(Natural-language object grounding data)

*** Block opens ***

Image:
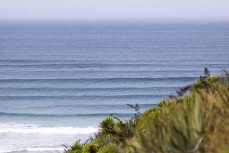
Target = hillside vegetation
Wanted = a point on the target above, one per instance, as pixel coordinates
(194, 121)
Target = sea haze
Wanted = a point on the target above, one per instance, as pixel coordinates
(59, 80)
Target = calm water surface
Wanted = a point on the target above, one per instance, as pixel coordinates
(59, 80)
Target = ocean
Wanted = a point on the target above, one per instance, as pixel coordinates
(58, 80)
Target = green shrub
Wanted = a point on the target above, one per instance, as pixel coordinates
(108, 149)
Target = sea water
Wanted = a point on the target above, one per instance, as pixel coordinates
(58, 80)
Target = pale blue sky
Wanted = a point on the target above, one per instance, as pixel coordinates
(114, 9)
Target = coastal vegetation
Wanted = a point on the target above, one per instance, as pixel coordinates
(196, 120)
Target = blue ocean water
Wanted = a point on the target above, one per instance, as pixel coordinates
(58, 80)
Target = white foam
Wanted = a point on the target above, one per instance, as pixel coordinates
(43, 149)
(34, 129)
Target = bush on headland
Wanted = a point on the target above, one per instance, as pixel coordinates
(194, 121)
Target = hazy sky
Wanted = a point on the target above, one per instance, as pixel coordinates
(115, 9)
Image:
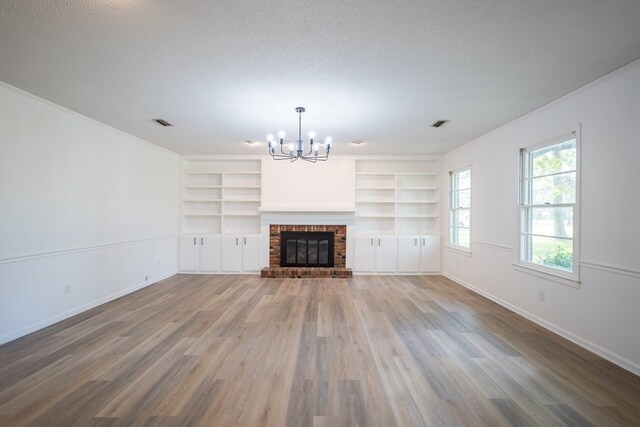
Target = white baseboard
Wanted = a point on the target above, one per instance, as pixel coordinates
(576, 339)
(77, 310)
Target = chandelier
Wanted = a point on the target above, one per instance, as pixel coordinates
(296, 151)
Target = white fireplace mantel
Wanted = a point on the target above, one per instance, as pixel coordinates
(307, 216)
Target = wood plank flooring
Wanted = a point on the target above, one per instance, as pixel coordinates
(369, 351)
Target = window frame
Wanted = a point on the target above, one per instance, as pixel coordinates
(450, 243)
(559, 275)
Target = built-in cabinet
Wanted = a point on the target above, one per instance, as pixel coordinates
(199, 253)
(240, 253)
(376, 254)
(396, 228)
(397, 201)
(419, 254)
(220, 218)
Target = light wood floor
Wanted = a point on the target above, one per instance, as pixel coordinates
(240, 350)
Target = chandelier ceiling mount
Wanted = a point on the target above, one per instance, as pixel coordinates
(296, 150)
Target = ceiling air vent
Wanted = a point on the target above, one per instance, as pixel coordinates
(162, 122)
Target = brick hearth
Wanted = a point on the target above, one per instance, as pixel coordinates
(339, 253)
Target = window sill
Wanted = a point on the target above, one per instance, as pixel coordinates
(543, 274)
(459, 250)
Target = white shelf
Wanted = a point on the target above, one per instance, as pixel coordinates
(416, 188)
(243, 173)
(200, 214)
(210, 186)
(240, 214)
(376, 201)
(397, 197)
(375, 188)
(201, 173)
(422, 202)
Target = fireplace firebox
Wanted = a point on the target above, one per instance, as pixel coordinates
(306, 249)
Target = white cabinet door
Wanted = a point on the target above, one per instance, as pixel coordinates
(386, 254)
(409, 254)
(231, 253)
(189, 253)
(365, 255)
(251, 253)
(210, 253)
(430, 254)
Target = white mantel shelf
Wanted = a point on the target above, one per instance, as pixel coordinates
(307, 216)
(308, 210)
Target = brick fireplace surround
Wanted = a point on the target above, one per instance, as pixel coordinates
(339, 269)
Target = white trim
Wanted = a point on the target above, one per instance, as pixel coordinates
(625, 271)
(570, 278)
(18, 258)
(492, 245)
(576, 339)
(535, 270)
(307, 217)
(77, 310)
(458, 249)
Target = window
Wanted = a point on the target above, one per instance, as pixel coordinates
(548, 206)
(460, 208)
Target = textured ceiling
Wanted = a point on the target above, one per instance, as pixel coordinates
(375, 70)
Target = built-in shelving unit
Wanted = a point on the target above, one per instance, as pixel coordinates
(397, 197)
(221, 196)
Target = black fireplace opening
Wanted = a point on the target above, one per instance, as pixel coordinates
(306, 248)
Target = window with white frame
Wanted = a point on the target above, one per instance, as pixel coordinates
(549, 206)
(460, 208)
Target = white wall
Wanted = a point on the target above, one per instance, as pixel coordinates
(302, 185)
(602, 314)
(80, 204)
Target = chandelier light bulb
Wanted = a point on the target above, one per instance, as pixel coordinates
(297, 149)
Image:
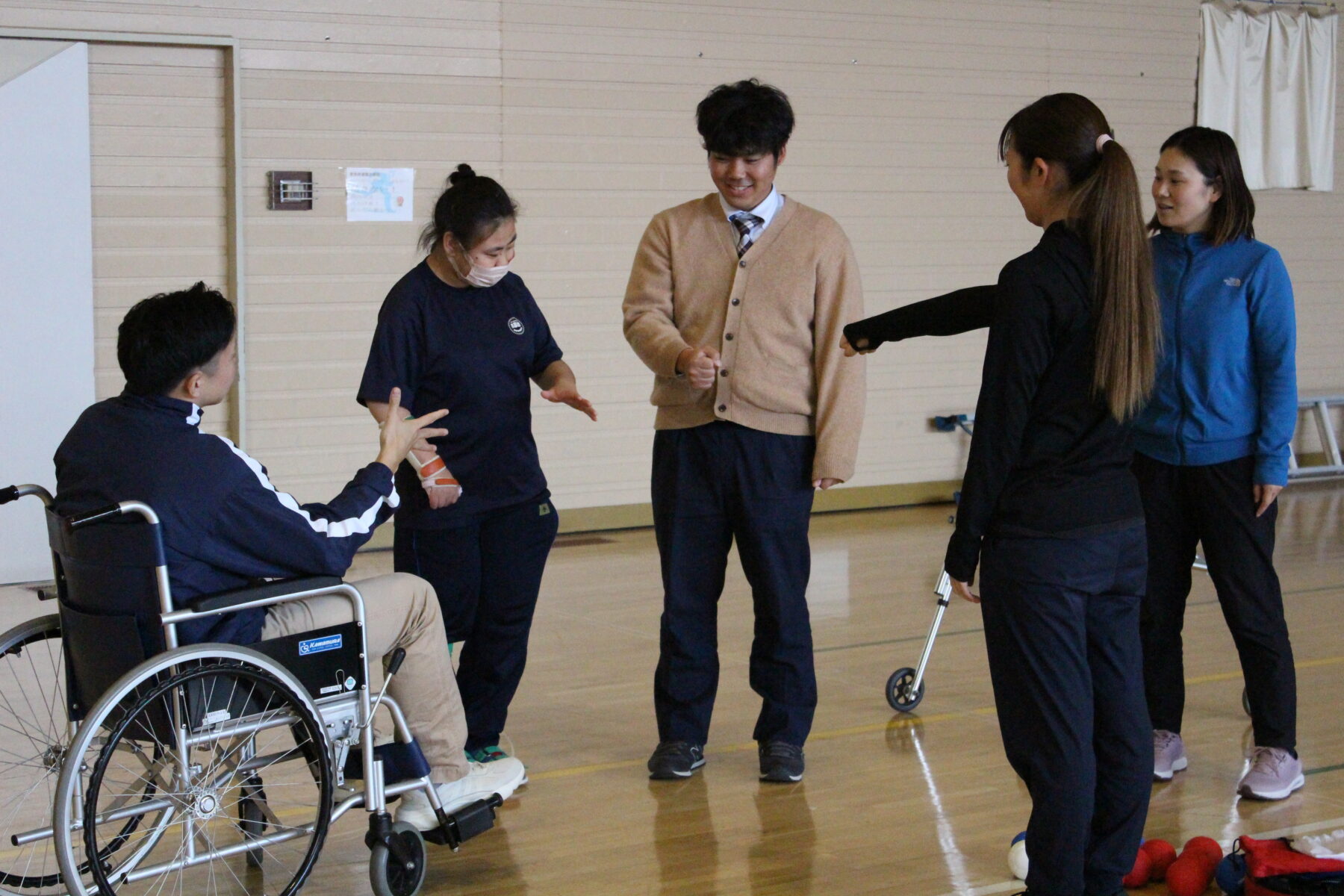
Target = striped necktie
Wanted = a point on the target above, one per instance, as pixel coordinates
(745, 222)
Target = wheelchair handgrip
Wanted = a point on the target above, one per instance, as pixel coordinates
(89, 517)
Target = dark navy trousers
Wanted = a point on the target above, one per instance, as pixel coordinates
(715, 484)
(1213, 505)
(487, 575)
(1065, 656)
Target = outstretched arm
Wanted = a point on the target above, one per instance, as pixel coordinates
(957, 312)
(558, 386)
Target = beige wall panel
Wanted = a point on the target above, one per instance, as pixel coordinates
(585, 111)
(156, 136)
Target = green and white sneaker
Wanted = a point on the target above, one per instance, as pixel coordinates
(492, 754)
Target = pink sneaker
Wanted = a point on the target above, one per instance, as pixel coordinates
(1169, 754)
(1275, 774)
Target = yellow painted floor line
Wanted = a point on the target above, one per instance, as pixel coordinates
(900, 722)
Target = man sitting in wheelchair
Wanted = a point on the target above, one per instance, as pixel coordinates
(225, 526)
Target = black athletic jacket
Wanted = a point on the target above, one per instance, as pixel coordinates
(1048, 458)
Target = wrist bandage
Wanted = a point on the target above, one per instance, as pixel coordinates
(433, 472)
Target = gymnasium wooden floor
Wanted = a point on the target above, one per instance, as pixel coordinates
(912, 805)
(920, 805)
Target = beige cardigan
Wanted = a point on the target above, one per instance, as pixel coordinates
(776, 317)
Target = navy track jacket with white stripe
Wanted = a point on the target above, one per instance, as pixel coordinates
(223, 523)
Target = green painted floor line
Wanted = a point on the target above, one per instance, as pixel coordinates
(882, 644)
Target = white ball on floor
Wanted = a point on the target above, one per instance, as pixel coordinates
(1018, 856)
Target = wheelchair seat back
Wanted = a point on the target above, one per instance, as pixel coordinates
(109, 606)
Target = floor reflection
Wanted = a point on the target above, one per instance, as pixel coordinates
(781, 859)
(683, 837)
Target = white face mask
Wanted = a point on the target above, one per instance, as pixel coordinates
(482, 277)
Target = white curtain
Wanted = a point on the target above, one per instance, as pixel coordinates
(1266, 75)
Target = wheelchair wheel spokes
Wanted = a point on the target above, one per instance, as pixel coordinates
(245, 798)
(34, 736)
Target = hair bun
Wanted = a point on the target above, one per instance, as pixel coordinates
(464, 172)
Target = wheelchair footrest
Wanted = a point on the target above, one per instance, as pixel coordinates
(401, 762)
(467, 822)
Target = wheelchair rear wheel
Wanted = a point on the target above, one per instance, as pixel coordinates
(34, 736)
(241, 797)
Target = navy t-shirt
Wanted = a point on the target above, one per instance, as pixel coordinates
(472, 351)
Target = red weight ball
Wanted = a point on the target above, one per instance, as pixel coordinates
(1204, 847)
(1137, 875)
(1189, 876)
(1162, 855)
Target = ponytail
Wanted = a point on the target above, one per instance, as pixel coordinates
(1105, 210)
(470, 210)
(1110, 218)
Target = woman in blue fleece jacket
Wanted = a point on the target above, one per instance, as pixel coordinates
(1213, 448)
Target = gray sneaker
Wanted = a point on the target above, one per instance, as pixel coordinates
(1275, 774)
(1169, 754)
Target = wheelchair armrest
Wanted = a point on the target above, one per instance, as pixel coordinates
(277, 588)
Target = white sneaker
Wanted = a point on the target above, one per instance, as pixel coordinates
(484, 778)
(1275, 774)
(1169, 754)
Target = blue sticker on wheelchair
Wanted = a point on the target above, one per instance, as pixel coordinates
(319, 645)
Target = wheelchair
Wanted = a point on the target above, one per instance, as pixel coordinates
(132, 765)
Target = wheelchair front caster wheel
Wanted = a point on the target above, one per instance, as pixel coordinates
(900, 695)
(393, 876)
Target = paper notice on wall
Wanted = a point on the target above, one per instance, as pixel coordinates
(379, 193)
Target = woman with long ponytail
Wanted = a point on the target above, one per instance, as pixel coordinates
(1050, 511)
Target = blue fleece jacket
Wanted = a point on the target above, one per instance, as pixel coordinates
(1228, 378)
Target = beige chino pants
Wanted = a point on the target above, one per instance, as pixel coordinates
(401, 610)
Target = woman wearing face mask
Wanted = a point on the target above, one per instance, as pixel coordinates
(1213, 448)
(1050, 511)
(463, 332)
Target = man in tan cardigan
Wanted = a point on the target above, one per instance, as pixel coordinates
(737, 302)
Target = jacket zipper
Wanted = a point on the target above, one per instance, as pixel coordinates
(1176, 367)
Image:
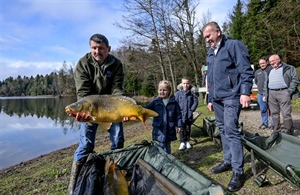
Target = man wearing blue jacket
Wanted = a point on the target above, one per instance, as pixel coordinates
(230, 78)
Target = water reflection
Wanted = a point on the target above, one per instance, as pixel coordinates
(31, 127)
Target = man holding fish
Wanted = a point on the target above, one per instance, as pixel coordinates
(97, 72)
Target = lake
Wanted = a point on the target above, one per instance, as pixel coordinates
(31, 126)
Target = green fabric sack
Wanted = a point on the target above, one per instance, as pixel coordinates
(190, 181)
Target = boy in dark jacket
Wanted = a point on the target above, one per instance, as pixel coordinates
(188, 103)
(169, 116)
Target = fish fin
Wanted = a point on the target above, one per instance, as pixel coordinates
(124, 172)
(106, 126)
(126, 99)
(133, 118)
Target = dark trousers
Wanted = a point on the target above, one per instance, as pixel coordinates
(185, 132)
(280, 101)
(227, 114)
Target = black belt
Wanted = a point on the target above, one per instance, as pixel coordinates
(280, 89)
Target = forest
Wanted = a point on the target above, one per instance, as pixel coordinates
(165, 41)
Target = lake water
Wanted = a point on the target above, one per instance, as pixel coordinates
(30, 127)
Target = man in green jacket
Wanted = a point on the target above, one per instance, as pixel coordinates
(280, 88)
(97, 72)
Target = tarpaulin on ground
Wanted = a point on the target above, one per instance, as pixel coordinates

*** Block closes ***

(TASK): Only one stretch of the records above is wanted: the lines between the one holding "Target = ocean" and the one holding "Target = coastal vegetation", inclusive, reproduced exactly.

(SOLUTION BELOW):
Target = ocean
Wanted = a point on the target above, one per instance, as pixel coordinates
(58, 80)
Target = green shrub
Wanted = a point on the target above, one per instance, as pixel coordinates
(108, 149)
Target = sea water
Wanted = a point on the target above, one per instance, as pixel coordinates
(58, 80)
Target = pale blue sky
Wanted = a point on the target above, one per instance, as pixel coordinates
(114, 9)
Target = coastal vegetation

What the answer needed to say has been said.